*Task goal*:
Report how many lines in the records below contain the string "petal". Give only the number.

═══ Exercise material ═══

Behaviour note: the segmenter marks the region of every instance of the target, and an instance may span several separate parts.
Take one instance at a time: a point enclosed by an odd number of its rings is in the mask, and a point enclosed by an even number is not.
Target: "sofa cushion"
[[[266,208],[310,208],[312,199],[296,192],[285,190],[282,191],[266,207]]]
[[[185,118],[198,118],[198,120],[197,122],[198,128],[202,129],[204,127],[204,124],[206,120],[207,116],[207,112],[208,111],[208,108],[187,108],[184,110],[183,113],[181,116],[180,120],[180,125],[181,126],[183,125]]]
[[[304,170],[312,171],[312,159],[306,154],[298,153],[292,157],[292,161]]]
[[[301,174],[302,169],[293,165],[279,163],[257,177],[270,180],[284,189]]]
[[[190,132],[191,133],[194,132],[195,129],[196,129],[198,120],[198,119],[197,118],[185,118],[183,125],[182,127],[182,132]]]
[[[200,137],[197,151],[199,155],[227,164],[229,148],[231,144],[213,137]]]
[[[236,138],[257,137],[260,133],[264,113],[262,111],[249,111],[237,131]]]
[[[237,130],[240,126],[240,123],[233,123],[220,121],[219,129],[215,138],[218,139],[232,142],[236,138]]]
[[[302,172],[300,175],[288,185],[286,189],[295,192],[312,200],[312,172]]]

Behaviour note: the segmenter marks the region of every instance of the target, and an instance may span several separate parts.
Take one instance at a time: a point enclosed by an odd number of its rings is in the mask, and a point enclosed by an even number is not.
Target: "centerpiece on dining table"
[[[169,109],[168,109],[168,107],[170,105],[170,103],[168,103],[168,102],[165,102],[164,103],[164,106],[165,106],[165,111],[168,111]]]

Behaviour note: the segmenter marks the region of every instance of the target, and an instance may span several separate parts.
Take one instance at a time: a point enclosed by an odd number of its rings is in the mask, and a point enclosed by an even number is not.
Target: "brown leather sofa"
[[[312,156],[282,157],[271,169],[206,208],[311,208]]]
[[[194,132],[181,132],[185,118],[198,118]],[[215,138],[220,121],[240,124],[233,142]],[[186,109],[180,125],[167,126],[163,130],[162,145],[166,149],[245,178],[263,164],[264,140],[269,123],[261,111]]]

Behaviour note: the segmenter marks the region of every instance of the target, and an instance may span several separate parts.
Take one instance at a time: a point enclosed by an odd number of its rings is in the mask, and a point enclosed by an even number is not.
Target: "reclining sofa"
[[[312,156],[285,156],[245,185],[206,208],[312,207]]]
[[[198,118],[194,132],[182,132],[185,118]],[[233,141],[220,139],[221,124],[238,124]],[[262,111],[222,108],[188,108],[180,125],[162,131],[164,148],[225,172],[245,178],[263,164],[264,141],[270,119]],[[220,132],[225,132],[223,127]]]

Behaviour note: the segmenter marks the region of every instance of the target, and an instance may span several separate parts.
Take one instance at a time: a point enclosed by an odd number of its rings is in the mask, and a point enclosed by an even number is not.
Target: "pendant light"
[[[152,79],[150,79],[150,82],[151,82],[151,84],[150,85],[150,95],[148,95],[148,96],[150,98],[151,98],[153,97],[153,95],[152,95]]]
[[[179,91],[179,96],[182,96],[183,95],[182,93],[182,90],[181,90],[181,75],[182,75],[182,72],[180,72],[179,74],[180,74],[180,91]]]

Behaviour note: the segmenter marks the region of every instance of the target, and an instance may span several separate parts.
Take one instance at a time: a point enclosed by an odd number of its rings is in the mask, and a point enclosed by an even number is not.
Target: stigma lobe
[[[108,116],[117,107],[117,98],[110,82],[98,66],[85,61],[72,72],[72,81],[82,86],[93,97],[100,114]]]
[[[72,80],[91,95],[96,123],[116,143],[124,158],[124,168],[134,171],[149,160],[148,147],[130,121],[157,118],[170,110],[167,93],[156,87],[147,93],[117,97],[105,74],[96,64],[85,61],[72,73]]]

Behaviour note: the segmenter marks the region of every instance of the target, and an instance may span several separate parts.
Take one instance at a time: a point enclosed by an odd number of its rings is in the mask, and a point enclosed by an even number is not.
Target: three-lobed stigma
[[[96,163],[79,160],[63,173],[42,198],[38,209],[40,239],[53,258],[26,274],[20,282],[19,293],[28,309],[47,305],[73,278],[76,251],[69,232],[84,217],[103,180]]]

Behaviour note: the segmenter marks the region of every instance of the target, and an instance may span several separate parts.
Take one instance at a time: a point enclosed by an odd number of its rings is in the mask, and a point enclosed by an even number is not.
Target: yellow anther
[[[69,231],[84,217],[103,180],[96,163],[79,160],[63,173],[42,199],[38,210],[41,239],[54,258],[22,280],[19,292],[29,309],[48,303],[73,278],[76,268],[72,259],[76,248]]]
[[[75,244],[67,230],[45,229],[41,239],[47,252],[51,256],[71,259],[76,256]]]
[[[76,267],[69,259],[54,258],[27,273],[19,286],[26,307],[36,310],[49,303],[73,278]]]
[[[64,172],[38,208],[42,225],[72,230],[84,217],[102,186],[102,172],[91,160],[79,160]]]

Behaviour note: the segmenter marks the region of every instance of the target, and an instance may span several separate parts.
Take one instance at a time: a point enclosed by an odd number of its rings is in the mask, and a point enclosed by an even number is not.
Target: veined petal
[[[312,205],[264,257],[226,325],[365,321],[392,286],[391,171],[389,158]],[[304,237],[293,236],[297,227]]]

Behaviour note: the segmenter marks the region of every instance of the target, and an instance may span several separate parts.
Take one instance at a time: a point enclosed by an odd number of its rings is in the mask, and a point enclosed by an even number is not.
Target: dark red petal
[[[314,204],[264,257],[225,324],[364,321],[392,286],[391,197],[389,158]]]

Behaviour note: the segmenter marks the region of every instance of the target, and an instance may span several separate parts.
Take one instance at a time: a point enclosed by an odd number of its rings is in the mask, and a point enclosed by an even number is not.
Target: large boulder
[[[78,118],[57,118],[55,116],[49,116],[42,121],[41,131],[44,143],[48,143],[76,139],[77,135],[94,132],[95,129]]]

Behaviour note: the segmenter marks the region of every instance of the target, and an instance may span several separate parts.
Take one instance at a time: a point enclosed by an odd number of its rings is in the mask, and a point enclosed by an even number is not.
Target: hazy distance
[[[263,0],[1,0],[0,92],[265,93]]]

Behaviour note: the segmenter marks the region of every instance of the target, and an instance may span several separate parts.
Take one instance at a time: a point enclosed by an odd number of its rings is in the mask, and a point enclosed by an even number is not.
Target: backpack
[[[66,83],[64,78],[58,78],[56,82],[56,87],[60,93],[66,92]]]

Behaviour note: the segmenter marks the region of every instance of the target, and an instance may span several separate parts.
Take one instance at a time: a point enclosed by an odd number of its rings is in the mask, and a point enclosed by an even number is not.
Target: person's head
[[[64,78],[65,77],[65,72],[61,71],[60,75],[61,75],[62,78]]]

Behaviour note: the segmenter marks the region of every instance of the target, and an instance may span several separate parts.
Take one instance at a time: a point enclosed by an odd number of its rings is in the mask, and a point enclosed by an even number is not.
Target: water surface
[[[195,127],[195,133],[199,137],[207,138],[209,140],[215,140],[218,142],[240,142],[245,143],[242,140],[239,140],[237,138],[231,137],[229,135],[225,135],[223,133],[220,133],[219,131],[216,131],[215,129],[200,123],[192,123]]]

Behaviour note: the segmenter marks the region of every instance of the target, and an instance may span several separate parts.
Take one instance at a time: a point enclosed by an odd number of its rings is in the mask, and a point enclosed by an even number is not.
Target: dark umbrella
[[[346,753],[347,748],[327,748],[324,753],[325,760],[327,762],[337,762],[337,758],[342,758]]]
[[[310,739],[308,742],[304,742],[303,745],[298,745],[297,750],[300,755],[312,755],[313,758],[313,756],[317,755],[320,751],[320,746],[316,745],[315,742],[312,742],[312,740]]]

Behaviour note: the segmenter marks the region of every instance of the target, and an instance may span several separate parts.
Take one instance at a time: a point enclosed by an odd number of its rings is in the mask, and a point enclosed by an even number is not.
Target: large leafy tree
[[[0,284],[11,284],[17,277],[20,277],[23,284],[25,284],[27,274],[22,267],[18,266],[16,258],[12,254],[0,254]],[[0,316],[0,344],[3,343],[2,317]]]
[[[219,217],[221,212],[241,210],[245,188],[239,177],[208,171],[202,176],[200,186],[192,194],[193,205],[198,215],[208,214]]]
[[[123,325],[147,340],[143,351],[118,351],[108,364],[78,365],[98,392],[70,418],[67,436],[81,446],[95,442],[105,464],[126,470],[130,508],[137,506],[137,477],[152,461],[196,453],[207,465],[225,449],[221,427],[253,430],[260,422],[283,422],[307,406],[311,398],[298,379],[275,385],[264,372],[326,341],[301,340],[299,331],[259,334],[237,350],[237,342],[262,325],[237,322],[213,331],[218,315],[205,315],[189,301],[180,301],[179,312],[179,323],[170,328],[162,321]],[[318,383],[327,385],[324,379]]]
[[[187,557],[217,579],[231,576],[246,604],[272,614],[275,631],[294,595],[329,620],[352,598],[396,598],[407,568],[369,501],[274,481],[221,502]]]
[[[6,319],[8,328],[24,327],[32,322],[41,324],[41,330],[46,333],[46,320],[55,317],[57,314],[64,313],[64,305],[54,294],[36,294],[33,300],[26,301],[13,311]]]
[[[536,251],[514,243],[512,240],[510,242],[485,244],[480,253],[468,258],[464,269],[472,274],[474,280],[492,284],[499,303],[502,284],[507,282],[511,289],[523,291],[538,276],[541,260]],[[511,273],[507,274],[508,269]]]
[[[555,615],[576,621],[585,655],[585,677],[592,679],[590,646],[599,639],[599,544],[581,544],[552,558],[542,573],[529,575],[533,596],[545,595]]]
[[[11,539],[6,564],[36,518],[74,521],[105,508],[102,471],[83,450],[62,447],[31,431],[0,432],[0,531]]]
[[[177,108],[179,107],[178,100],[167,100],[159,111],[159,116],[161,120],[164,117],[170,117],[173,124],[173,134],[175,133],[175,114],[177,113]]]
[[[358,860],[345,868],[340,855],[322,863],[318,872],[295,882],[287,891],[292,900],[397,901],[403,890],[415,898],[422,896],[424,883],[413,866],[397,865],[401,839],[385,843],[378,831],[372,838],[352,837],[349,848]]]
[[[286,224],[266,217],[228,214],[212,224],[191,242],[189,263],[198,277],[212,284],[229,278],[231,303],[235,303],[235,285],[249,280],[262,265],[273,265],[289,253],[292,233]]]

═══

*Complete output*:
2